• What you are asked to do
Filter the entries for the word "then". Copy each line that has it.

• Source records
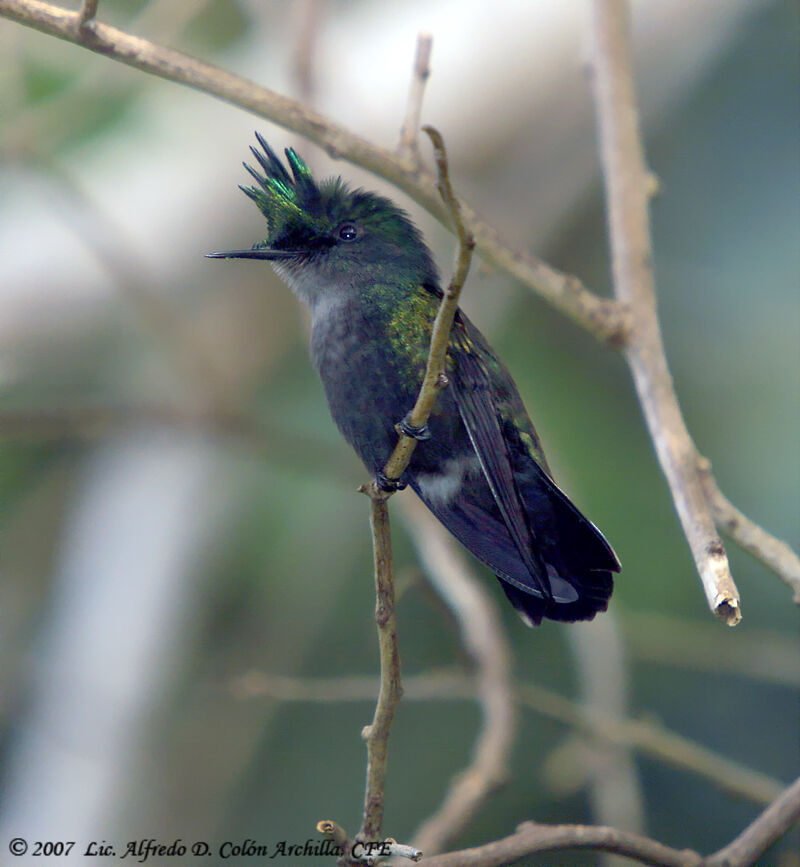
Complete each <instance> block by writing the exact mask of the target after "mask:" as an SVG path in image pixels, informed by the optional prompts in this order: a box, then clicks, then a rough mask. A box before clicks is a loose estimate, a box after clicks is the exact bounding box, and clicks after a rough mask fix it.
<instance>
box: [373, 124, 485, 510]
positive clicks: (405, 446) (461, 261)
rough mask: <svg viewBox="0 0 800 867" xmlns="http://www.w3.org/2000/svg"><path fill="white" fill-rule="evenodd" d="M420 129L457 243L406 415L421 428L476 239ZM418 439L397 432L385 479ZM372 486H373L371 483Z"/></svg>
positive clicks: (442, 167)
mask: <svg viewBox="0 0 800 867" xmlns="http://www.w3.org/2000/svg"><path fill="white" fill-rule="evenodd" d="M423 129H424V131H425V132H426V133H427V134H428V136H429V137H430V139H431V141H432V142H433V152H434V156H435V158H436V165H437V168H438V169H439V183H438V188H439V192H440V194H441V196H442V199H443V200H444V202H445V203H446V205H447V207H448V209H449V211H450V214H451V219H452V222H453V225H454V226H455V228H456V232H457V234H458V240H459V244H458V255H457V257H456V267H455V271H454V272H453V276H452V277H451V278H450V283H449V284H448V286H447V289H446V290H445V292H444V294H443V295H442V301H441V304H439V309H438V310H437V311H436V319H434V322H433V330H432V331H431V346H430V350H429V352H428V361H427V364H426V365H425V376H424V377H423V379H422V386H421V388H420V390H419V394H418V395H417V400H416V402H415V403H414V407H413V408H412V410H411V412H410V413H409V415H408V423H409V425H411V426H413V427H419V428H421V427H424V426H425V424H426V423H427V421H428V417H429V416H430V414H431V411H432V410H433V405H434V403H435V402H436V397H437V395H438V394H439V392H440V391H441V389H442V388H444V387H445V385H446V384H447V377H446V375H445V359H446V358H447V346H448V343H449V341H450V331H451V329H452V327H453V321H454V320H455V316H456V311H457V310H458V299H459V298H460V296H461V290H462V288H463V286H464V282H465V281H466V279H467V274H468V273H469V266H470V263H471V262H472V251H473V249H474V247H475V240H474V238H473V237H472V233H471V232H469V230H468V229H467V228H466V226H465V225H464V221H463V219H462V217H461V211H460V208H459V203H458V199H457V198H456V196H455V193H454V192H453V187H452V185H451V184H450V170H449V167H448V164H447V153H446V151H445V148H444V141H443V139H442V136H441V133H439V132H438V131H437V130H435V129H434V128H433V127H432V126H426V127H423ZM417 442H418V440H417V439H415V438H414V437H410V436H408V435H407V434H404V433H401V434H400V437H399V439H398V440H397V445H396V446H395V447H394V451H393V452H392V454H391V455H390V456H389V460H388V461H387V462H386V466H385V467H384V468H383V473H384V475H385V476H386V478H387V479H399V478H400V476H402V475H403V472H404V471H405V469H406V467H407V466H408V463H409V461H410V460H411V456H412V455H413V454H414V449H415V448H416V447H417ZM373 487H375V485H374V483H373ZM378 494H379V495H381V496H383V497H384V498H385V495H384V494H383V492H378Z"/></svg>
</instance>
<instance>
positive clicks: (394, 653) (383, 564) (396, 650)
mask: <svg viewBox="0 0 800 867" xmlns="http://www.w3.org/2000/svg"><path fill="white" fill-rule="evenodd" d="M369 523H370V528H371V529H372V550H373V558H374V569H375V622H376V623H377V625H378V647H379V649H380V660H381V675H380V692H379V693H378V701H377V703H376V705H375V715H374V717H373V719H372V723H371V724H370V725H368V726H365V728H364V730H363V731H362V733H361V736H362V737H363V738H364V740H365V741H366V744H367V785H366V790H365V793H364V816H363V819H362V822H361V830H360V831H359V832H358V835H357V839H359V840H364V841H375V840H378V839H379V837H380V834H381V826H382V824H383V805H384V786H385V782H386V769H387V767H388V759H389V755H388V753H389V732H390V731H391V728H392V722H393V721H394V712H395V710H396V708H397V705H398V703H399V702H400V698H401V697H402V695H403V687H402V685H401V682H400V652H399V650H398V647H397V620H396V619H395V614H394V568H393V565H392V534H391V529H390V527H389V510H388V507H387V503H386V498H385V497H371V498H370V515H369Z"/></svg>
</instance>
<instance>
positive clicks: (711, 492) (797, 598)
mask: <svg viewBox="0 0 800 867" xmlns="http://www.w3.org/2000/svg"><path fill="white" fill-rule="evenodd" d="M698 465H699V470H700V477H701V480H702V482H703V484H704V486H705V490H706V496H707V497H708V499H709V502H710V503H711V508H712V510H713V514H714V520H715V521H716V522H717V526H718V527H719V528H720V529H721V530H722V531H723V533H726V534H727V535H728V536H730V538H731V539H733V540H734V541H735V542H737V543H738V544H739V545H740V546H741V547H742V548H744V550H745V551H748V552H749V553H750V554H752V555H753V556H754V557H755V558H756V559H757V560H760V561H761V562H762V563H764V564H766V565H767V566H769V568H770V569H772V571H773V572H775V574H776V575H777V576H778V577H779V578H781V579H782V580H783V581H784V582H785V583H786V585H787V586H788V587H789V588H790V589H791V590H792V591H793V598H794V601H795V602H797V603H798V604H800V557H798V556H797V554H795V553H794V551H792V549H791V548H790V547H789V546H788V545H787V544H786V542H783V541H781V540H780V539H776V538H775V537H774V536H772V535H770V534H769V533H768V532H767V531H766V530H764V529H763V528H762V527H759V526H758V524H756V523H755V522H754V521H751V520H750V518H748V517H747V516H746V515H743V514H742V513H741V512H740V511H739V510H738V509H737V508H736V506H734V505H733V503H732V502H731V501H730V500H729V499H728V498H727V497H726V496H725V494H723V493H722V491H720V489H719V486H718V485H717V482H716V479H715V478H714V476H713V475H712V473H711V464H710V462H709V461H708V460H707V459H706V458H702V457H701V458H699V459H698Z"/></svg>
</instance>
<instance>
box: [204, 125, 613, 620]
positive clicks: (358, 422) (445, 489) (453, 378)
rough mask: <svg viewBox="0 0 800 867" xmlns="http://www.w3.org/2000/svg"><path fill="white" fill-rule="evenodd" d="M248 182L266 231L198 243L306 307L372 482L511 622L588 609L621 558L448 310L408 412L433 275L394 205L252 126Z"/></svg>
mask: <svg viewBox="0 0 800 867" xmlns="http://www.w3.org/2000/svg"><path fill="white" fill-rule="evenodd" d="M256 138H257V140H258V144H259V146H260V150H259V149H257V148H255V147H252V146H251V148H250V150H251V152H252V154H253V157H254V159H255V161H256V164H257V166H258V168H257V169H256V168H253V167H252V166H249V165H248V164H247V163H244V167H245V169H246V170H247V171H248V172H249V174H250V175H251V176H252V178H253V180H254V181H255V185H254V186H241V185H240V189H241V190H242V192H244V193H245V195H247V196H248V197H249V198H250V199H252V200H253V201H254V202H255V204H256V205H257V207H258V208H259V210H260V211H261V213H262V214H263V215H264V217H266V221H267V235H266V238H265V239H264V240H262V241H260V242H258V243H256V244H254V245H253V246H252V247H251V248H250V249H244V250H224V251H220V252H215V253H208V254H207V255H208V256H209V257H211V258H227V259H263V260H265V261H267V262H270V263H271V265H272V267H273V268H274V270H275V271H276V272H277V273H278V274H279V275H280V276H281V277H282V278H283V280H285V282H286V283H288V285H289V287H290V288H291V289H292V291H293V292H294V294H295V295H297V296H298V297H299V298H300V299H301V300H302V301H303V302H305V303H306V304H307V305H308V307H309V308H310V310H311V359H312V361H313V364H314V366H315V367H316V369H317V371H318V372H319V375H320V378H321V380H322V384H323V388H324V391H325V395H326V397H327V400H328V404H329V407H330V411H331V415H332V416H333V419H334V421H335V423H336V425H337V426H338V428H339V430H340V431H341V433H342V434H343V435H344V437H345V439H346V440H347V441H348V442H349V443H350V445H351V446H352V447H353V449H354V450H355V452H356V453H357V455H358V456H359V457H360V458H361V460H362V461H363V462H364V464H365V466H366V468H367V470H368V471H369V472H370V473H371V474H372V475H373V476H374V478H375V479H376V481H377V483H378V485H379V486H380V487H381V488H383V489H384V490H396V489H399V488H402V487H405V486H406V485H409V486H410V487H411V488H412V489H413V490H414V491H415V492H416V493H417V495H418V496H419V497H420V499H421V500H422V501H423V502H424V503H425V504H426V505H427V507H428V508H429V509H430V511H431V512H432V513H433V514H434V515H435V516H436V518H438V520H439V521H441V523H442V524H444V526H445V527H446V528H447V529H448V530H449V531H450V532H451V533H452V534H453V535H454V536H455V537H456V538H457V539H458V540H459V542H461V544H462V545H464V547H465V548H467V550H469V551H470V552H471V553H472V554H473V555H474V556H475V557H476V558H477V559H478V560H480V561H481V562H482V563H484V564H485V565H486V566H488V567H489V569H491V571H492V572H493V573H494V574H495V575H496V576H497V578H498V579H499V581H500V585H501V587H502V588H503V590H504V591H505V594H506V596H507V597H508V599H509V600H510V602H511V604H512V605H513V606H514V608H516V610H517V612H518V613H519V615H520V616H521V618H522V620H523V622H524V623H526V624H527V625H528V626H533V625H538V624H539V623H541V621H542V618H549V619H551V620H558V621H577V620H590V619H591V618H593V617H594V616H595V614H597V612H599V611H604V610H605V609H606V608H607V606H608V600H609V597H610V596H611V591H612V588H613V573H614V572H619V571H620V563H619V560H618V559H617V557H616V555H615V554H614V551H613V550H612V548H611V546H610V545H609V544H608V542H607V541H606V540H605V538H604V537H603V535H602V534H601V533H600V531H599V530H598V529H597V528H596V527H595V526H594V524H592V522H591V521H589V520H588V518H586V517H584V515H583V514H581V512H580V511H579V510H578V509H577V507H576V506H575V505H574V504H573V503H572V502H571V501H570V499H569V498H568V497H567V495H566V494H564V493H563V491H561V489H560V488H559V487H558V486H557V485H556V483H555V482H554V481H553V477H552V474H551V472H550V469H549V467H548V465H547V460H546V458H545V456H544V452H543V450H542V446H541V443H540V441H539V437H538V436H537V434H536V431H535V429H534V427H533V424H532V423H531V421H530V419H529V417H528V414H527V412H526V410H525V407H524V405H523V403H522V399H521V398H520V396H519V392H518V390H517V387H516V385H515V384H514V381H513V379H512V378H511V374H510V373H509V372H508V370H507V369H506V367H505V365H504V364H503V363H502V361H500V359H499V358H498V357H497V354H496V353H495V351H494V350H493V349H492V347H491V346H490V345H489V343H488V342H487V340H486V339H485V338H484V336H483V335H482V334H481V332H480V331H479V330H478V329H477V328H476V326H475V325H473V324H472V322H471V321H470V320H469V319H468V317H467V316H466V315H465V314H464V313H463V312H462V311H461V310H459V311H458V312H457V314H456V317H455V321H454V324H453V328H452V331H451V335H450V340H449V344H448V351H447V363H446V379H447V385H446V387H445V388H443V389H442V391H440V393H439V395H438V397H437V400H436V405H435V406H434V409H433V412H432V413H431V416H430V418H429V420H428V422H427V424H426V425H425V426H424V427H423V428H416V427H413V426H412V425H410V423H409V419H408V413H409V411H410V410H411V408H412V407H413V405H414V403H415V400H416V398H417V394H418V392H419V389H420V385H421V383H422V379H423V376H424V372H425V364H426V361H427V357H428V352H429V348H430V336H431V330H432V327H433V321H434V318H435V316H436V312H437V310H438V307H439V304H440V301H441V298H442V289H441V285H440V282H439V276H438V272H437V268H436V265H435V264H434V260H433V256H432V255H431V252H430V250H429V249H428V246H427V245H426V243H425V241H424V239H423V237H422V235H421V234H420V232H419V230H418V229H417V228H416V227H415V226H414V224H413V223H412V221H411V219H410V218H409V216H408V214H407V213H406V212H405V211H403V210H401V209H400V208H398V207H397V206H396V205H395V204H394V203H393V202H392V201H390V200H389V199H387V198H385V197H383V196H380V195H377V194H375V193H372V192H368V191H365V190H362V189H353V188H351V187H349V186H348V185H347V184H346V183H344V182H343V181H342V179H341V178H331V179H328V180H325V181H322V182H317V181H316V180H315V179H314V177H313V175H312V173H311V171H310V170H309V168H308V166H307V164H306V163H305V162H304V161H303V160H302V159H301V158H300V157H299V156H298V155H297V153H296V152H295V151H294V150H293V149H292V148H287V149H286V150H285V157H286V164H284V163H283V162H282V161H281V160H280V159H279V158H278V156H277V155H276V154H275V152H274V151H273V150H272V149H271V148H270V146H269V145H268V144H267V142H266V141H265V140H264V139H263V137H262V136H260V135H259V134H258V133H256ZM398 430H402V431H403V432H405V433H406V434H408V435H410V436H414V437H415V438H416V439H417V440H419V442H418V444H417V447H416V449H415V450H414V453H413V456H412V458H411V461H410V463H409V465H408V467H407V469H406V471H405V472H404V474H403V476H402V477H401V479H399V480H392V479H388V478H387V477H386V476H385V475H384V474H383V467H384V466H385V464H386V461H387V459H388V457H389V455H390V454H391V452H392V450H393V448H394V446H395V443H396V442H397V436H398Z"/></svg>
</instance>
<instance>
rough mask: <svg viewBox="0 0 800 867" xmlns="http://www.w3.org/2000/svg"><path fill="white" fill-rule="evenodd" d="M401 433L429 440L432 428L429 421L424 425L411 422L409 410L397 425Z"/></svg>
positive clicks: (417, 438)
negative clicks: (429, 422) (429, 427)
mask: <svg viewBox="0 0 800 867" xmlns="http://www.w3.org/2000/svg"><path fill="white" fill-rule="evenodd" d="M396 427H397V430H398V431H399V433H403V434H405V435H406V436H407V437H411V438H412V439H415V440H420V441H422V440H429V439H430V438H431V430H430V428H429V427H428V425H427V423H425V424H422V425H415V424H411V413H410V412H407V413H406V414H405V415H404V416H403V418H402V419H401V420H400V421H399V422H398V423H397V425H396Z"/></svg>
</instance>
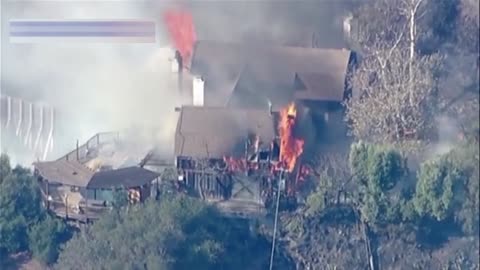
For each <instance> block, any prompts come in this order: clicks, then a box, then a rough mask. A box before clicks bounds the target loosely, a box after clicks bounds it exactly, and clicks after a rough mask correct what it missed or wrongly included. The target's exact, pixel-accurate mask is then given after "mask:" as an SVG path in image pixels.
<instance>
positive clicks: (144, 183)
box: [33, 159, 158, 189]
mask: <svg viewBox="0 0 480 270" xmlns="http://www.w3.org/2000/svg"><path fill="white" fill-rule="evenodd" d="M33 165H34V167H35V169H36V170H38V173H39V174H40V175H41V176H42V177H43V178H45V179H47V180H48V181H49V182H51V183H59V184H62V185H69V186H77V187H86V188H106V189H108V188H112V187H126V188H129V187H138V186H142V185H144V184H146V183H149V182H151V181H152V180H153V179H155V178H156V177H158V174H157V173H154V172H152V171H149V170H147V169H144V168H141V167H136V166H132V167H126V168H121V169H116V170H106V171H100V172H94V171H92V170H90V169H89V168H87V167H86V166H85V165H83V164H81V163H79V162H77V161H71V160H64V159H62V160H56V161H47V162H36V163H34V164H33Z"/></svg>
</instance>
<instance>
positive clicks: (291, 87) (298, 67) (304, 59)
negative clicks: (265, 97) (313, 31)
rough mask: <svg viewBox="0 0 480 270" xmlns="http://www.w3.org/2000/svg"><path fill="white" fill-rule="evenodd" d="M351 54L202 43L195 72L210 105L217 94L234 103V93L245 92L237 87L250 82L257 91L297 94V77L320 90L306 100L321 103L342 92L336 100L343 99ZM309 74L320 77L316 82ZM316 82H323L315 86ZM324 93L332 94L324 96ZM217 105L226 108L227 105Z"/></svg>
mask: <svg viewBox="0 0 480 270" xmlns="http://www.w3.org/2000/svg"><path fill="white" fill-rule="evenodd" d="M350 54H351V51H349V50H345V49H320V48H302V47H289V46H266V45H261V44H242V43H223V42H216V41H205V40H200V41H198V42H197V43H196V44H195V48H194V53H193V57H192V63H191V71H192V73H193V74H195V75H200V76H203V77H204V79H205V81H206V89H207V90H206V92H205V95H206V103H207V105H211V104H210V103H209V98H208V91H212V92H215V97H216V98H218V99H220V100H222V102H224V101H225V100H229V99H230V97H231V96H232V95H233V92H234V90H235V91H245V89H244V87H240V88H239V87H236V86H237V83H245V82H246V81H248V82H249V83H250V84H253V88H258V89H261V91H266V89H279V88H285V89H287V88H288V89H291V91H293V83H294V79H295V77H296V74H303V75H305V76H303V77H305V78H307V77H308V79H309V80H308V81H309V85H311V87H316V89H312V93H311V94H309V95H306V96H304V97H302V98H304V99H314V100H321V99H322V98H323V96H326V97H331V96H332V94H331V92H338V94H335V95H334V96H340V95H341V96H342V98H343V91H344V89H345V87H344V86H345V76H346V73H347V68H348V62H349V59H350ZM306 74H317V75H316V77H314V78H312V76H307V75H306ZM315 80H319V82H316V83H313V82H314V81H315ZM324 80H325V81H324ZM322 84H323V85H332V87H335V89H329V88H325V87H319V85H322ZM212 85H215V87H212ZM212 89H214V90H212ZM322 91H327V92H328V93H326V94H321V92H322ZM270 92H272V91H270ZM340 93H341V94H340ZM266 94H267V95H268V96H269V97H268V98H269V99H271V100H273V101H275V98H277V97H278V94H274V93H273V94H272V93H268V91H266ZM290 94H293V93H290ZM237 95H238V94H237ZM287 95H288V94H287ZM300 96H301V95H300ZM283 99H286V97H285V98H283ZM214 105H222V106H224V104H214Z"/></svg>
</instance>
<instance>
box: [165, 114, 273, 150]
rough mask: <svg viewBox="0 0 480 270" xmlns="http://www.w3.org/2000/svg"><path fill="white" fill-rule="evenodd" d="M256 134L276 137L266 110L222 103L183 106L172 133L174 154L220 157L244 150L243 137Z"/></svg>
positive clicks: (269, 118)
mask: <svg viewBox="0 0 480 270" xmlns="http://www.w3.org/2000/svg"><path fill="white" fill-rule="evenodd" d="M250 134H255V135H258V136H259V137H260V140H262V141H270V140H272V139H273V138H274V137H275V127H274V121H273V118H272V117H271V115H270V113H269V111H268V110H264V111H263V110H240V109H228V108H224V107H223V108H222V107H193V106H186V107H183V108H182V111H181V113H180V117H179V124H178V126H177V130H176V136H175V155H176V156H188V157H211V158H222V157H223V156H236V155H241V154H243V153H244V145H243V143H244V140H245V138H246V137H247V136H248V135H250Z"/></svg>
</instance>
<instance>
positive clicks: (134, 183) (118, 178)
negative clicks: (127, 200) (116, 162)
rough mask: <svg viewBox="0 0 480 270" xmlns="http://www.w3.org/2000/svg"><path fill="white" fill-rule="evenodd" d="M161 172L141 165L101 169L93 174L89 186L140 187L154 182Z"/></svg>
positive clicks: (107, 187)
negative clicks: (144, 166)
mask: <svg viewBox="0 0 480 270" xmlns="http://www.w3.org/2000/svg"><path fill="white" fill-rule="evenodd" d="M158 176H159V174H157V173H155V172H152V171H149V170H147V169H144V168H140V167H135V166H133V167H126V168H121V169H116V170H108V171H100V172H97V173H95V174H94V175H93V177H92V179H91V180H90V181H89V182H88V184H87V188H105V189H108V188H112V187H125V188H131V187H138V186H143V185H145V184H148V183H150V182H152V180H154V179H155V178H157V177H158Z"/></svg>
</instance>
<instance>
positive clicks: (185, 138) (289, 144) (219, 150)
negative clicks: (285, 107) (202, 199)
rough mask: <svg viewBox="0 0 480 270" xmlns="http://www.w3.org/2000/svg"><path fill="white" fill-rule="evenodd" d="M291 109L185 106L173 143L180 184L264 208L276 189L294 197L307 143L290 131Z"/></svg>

• Written solution
Complete each <instance> block by writing the exact mask of the target after "mask:" as an SVG path in image pixels, informed by the optional prompts in this order: a box, then clicks, then a rough mask. A box before clicks is a loose estimate, a box after clicks is the exact bounding box, and clicks after a rough mask fix it.
For each <instance> block, any prompts come in this order: clicks, then a box, then a rough mask. A box before clicks bounds the target loosely, a box after clicks bounds it exactly, and clicks after a rough mask correct what it missed or wrongly included. The target's exact, pixel-accurate mask is then given after "mask:" as an SVG path in image pixels.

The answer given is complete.